DESCRIPTION OF THE TASK ▸ Please repeat only the stretch of records running from the first line through the line that contains "like x=216, y=310.".

MATERIAL SHOWN ▸
..............................
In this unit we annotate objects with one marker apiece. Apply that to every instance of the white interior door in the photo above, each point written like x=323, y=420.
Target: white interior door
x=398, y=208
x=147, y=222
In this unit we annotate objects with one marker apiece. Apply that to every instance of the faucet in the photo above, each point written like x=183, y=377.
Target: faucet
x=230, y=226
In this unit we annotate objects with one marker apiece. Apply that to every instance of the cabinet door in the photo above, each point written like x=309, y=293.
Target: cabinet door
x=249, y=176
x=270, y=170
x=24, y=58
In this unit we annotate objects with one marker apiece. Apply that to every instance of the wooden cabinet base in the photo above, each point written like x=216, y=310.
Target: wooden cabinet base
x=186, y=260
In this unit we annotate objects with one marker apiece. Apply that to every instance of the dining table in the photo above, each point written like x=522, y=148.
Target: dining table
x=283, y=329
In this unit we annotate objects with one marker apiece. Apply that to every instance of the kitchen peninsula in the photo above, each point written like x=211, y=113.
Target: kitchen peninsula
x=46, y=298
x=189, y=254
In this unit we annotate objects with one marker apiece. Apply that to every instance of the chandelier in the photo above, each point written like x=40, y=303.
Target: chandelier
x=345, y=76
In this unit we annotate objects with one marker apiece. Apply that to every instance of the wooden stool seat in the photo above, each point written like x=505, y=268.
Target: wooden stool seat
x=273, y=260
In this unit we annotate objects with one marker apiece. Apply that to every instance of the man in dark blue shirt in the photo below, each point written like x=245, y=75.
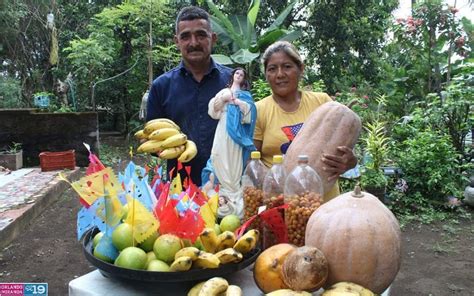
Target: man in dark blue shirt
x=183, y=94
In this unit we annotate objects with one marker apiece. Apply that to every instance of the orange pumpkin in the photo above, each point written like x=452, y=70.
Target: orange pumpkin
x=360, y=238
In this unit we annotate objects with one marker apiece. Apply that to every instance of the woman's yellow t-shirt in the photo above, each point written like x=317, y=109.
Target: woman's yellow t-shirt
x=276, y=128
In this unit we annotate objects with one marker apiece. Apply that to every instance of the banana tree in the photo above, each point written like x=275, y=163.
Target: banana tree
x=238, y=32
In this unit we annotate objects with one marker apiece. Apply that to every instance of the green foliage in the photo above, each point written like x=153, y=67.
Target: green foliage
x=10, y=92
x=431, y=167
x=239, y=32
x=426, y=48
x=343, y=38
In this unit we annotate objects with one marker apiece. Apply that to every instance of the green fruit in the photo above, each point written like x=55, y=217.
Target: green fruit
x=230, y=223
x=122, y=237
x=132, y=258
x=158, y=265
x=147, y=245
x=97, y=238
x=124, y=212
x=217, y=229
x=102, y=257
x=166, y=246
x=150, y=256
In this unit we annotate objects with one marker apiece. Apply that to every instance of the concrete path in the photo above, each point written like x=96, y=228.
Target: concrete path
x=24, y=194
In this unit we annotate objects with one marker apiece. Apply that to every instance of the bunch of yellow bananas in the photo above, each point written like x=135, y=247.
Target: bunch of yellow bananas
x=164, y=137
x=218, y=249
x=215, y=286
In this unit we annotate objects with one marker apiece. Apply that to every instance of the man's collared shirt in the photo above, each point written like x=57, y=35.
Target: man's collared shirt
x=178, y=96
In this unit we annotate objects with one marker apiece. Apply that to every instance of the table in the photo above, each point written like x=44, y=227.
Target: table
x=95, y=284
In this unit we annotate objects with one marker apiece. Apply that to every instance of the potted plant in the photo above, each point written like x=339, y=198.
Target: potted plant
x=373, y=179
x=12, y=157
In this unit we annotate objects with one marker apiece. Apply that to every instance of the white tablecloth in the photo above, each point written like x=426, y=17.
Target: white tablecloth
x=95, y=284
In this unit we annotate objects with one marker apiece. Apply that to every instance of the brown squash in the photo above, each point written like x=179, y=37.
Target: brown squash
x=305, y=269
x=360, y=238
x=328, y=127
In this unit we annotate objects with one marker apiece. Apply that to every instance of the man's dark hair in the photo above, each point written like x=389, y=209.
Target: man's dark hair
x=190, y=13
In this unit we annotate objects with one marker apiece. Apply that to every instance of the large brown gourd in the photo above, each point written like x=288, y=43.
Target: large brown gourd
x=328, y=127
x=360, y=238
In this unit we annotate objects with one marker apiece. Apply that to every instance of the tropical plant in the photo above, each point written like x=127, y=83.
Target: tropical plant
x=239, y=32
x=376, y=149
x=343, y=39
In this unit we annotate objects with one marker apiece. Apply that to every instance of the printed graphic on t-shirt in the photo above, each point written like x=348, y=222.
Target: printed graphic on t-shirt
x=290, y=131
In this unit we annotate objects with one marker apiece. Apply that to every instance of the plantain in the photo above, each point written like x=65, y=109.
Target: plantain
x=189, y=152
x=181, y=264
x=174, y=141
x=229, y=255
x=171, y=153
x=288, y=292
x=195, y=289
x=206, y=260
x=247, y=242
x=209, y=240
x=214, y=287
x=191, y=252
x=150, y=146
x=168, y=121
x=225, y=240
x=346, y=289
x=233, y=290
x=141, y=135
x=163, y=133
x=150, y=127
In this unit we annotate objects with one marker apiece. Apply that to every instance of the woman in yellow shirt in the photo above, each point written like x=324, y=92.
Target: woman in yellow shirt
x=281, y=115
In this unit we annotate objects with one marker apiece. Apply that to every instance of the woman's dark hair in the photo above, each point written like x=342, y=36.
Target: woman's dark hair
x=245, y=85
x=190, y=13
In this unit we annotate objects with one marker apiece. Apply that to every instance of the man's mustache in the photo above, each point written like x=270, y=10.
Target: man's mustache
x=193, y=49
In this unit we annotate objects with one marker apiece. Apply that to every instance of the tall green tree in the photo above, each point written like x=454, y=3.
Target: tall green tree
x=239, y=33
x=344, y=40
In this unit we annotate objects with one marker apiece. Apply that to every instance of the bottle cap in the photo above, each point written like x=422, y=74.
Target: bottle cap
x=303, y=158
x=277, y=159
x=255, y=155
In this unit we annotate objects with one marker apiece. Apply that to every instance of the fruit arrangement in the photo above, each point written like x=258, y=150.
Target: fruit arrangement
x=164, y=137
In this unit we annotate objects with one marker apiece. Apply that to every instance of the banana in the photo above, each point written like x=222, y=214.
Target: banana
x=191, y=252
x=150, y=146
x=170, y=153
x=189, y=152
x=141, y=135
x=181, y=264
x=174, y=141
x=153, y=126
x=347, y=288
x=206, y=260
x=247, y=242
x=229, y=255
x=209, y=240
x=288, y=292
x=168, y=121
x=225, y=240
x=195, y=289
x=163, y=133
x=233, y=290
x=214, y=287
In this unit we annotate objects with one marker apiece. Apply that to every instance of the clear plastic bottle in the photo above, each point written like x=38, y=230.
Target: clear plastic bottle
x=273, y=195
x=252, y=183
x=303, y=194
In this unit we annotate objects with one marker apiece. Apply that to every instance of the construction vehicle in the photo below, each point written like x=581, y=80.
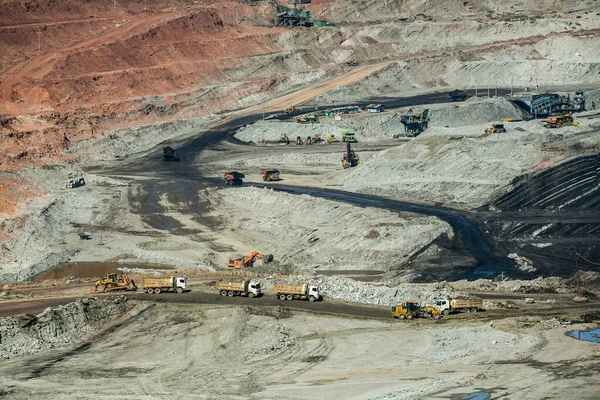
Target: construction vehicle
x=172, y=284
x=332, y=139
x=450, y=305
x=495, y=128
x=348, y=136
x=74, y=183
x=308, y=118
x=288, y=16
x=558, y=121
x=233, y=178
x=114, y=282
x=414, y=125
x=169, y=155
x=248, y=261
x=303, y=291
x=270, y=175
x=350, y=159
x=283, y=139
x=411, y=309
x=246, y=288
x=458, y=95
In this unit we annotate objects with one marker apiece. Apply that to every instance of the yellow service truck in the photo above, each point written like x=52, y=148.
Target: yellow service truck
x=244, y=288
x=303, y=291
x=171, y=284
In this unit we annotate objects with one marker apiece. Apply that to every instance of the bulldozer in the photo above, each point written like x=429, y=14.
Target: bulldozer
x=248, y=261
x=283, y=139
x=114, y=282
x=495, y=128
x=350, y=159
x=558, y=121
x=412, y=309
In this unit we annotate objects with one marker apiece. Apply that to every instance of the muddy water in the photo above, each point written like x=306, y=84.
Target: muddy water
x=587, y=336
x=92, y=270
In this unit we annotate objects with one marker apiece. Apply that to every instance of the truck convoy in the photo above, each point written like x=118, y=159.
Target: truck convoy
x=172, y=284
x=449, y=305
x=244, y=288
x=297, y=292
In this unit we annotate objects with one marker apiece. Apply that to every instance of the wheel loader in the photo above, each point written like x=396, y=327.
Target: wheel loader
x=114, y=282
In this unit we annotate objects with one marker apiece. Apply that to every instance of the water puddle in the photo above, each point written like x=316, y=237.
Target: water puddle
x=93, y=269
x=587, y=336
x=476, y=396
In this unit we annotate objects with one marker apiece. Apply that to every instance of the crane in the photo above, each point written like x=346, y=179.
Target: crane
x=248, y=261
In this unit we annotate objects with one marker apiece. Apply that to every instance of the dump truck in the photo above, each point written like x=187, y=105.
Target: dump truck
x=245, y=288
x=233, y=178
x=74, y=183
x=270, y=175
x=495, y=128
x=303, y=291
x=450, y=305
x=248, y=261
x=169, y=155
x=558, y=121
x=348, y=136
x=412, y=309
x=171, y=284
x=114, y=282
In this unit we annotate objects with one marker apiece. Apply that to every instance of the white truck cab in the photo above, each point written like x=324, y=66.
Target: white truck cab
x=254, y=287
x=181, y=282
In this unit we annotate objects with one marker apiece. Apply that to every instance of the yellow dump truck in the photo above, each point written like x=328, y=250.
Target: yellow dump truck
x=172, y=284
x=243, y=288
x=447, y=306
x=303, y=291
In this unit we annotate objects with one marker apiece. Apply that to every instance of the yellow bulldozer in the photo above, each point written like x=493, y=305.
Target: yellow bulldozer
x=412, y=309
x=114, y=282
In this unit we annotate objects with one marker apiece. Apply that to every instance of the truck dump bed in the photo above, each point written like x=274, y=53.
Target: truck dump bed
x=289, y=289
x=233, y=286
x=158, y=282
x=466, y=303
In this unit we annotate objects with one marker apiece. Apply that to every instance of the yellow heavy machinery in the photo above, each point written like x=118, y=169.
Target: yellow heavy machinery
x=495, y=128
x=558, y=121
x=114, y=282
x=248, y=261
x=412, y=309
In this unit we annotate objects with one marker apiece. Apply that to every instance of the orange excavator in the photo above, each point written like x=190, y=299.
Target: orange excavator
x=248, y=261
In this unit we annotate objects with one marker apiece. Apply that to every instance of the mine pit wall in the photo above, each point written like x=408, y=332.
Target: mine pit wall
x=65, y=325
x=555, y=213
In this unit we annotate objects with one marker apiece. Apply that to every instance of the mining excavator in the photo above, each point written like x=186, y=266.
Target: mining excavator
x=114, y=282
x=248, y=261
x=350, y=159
..............................
RESPONSE BOX ▸
In this unit we annotate objects with one marker apiece. Apply that to every instance of the white interior door in the photo above, each point written like x=323, y=420.
Target: white interior door
x=398, y=208
x=147, y=222
In this unit we annotate objects with one marker apiece. Apply that to every instance of the faucet in the photo above, each point written like x=183, y=377.
Target: faucet
x=230, y=226
In this unit we annotate objects with one marker apiece. Apply that to every instance of the cabinet door in the photo above, each point written like x=309, y=293.
Target: cabinet door
x=249, y=176
x=270, y=170
x=24, y=58
In this unit we annotate objects with one marker apiece. Apply that to every instance of the wooden cabinet base in the photo above, each point written like x=216, y=310.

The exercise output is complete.